What is being asked — Starting at the line that contains "of the perched" and continuing through the end of the material, write out every line again, requests included, and shift each coordinate in the answers by -105.

----

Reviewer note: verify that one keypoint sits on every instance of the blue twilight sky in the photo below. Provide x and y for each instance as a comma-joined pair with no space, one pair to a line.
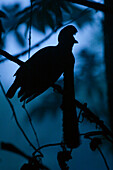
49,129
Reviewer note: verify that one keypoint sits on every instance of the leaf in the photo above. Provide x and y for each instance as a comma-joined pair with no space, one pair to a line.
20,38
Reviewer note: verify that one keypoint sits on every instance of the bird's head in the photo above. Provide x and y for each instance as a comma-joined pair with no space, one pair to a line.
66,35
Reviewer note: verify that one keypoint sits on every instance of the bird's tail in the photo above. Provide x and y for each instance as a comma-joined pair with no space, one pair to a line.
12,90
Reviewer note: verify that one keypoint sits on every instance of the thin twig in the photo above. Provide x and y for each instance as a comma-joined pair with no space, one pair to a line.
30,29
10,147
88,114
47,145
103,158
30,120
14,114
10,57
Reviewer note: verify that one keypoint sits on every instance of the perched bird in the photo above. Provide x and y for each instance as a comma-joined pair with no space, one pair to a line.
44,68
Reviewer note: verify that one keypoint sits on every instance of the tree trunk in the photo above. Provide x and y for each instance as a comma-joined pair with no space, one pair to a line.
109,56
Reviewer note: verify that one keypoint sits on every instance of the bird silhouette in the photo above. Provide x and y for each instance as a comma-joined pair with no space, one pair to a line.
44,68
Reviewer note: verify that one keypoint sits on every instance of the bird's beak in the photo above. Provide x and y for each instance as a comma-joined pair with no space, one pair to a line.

----

Result of this exercise —
Reviewer note: verify that one keypoint sits on every instance of the perched bird in the photo above. Provide x and y for each instance as a comma-joined pair with no space, one pair to a line.
-61,-37
Reviewer note: verify that one keypoint sits on every instance of the tree trunk in the photo above. Provide x and y for each instance as a comma-joined pair with no space, one pair to a line.
4,-49
Reviewer note: verify that one keypoint sits on every instance of the bird silhouette in the photo above. Provide x and y for each instance as a comma-joined pair with no space, one pair to a line.
-61,-37
Reviewer note: verify that one keypoint sits on every instance of the bird's beak in the photo above. Provide x and y for each instance as a comma-joined pair with no space, one pair to a line.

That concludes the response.